Selected excerpt →
Centrally, the present contempt application is
one which impermissibly seeks to review or appeal the decision of
Motha J to strike
the application from the roll. On this basis alone,
the second contempt application should be dismissed.
[54]
It would have been open to the applicant to
seek leave to supplement her papers in the first contempt
application, if a proper case
was made out to do so. Simply launching
a second contempt application, whilst the first remained pending, was
an improper avenue
to pursue.
[55]
Moreover, the applicant further cannot
simply frustrate the pending rescission application by the launching
of a fresh contempt
application. Insofar as that may have been the
motive for the launching of the second contempt application, as
appears from the
tenor of the applicant’s attorney’s
correspondence to the respondent’s attorney, that of itself
constitutes an
abuse of process as the application was launched with
an ulterior motive, justifying its dismissal.
[56]
Such
abuse is exacerbated by the lack of service of the notice of set down
for 8 August 2023 on the respondent. This failure is
egregious and
flaunts a fundamental norm of our law. As recently again emphasised
in
Mazetti
[7]
:
“
In
our law, there is the fundamental norm that no decision adverse to a
person ought to be made without giving that person an opportunity
to
be heard. In a court of law, this norm is scrupulously observed.”
[57]
Well knowing that the respondent was
opposing the application, it smacks of
mala
fides
that her legal representatives
were not notified of the enrolment for 8 August 2023. That cannot be
attributed to the applicant,
but is squarely to be placed at the door
of her attorney, Mr Seloane.
[58]
There is no basis to deviate from the
normal principle that costs follow the result. The issue is what
costs order would be appropriate.
[59]
The unfounded launching of the second
urgent contempt application resulted in substantial unnecessary legal
costs being incurred
in relation thereto by the respondent.
[60]
Significantly, in the second contempt
application not all the relevant facts were disclosed in the founding
affidavit or brought
to the Court's attention, notably the pending
rescission application against the spoliation order underpinning the
applicant’s
claim to relief.

Given problem A →
Answer these from the judgment excerpt on the second contempt application:
(i) Whose decision to strike the application from the roll does the second contempt application seek to review or appeal?
(ii) For what date was the notice of set down not served on the respondent?
(iii) To whom does the excerpt attribute the failure to notify the respondent's legal representatives?
Given problem B →
Proceed with the judgment excerpt on the second contempt application, writing on from its final sentence in the same style.
The items that come after the judgment excerpt are separate material and unrelated to it.

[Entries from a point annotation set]
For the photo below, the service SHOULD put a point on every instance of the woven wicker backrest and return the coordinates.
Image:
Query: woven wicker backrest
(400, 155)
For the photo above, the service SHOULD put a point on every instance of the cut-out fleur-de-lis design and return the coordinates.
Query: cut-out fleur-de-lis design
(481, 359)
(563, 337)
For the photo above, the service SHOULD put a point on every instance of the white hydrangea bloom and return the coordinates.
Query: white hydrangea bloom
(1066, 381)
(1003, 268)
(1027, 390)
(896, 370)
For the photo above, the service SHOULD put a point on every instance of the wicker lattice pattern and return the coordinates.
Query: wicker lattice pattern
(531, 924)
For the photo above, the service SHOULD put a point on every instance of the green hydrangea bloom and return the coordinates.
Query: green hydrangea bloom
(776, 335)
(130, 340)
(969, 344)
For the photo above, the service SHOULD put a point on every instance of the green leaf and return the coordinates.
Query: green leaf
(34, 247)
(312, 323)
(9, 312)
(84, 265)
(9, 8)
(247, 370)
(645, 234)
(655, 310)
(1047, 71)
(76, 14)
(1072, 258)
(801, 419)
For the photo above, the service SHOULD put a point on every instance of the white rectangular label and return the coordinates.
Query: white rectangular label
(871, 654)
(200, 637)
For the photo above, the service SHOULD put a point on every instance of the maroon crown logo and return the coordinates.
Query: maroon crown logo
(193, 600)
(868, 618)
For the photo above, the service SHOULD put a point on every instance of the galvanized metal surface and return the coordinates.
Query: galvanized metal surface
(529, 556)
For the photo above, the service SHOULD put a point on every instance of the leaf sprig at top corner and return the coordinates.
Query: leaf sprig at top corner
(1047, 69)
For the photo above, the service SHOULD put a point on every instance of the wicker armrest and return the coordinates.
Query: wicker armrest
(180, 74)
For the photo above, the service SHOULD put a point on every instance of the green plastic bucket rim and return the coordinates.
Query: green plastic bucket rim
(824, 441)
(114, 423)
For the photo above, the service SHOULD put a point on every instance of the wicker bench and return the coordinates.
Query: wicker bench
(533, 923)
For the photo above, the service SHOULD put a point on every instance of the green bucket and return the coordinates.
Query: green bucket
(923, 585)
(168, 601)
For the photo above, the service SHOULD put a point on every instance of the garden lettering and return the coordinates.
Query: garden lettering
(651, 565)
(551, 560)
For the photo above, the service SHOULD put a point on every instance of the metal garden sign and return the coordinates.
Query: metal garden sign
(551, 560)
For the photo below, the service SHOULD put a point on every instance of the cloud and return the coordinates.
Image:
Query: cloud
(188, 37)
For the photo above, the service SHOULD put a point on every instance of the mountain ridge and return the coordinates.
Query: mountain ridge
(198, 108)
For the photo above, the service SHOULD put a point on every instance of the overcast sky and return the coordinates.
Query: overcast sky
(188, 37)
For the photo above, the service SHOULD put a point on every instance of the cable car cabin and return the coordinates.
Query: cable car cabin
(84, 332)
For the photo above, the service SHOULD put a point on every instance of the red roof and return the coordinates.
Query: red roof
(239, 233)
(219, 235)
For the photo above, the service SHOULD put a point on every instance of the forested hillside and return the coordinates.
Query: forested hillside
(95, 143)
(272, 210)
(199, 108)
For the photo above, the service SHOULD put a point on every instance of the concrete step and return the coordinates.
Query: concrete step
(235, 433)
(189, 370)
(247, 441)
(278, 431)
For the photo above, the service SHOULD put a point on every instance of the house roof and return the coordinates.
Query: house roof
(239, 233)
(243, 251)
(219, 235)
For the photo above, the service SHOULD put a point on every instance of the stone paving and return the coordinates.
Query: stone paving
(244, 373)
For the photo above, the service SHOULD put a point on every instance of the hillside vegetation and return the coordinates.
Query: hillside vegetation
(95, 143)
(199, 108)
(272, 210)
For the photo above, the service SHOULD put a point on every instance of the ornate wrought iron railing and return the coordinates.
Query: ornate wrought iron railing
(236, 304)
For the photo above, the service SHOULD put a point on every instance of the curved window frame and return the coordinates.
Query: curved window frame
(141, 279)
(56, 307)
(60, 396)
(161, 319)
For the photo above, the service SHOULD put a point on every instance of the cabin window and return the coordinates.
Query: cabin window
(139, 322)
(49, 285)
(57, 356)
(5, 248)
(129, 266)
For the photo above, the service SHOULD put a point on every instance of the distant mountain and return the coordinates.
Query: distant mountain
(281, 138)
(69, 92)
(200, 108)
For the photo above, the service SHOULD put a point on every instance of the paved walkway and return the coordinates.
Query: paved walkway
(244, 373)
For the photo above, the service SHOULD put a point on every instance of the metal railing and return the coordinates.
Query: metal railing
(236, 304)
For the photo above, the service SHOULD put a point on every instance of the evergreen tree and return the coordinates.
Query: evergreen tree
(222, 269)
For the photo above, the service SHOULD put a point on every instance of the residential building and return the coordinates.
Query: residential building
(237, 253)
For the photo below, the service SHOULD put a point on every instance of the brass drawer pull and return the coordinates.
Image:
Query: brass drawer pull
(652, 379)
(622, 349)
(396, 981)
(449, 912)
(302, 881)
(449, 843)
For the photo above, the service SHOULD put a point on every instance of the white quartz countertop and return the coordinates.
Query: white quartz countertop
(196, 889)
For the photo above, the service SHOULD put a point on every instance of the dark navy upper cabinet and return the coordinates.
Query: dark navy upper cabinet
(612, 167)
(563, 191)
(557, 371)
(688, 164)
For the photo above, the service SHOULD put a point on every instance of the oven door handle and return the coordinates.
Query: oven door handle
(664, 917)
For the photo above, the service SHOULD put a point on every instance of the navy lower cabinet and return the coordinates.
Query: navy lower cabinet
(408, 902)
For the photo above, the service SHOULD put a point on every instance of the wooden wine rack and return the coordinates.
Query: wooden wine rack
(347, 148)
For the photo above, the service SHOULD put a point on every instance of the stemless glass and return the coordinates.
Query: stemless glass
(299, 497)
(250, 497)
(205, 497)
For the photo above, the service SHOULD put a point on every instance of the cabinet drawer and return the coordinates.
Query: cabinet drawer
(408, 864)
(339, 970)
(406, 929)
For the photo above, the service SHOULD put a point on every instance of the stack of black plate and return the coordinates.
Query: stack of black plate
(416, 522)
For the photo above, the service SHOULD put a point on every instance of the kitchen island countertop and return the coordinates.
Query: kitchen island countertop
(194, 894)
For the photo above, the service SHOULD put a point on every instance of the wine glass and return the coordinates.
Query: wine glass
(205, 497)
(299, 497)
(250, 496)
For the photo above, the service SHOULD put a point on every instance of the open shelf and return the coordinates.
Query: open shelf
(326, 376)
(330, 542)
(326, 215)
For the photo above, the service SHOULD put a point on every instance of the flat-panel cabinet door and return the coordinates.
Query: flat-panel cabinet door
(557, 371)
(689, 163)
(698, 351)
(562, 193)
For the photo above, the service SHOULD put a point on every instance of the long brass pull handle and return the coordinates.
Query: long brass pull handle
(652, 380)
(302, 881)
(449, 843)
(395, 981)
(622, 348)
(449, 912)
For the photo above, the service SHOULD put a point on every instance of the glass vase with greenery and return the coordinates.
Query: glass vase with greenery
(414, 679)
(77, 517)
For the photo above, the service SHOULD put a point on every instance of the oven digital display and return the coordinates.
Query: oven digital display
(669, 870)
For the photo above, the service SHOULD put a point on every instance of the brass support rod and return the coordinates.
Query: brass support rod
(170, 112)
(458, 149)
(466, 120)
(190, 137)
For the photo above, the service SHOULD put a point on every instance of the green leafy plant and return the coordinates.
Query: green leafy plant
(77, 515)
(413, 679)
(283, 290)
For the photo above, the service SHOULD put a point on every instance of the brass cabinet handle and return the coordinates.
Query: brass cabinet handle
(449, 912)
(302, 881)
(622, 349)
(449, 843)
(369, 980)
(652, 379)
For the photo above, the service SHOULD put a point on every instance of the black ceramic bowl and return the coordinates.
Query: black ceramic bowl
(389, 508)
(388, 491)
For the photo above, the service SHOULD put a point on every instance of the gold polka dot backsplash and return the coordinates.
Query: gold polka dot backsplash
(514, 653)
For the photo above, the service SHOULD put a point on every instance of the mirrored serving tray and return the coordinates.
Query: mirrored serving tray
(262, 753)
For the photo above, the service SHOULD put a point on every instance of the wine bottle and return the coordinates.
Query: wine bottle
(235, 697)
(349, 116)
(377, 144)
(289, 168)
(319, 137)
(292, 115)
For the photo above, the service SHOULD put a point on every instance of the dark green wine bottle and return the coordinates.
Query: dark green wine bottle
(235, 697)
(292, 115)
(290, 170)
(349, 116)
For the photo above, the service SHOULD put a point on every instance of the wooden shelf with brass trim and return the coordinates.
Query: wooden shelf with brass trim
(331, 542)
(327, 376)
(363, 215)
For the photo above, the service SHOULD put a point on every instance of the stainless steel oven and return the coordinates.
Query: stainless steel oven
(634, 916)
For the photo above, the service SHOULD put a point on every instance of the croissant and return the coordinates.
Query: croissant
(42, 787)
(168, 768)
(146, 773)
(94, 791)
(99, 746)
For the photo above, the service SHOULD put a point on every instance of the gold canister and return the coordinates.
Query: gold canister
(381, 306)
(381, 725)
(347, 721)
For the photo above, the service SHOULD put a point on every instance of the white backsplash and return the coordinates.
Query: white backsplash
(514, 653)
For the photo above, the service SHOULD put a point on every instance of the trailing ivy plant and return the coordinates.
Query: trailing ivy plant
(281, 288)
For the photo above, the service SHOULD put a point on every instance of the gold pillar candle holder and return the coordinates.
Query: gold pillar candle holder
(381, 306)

Task result A →
(i) Motha J
(ii) 8 August 2023
(iii) The applicant's attorney, Mr Seloane

Task result B →
[61]
Given the advance warning of the risks
involved in continuing on his path of abusing the urgent court by
Opperman J, and in light
of the fact that the matter had already been
struck from the urgent roll by Motha J, the applicant’s
attorney had full knowledge
that the enrolment of the application on
the urgent court roll for 8 August 2023 would be inappropriate,
specifically after the
request for a postponement to that roll was
declined by Opperman J.
[62]
Seen cumulatively, the conduct of the
applicant’s attorney was entirely unbecoming of a legal
practitioner and displays a
disturbing disrespect for the Court, its
rules and for judicial authority.
[63]
As illustrated by the history of the
litigation, Mr Seloane flouted important and fundamental tenets
pertaining to service and urgent
applications and ignored decisions
made by the Judges who heard the matter in the urgent court.
[64]
Such conduct can and should not be
countenanced, as it undermines the authority of the Court and impacts
negatively on the efficacy
of its orders.
[65]
I
conclude that on the present facts, a
de
bonis propriis
cost order would be appropriate marking the Court’s displeasure
at Mr. Seloane’s conduct
[8]
.
On the facts, an order on the scale between attorney and client
is justified, considering the egregious nature of his conduct
and as
the respondent has been put to unnecessary legal expense in defending
the multiple applications
[9]
.
Even though such order was not expressly sought by the respondent,
such order is warranted in light of Mr Seloane’s conduct.
[66]
The respondent further sought an order that
the applicant’s attorney be disentitled to charge his client,
the applicant, any
fees in the matter.
[67]
Considering what transpired in this matter,
it is clear that as a lay person, the applicant would not have been
aware of the intricacies
of the legal processes and that she relied
on her attorney’s advice on such issues.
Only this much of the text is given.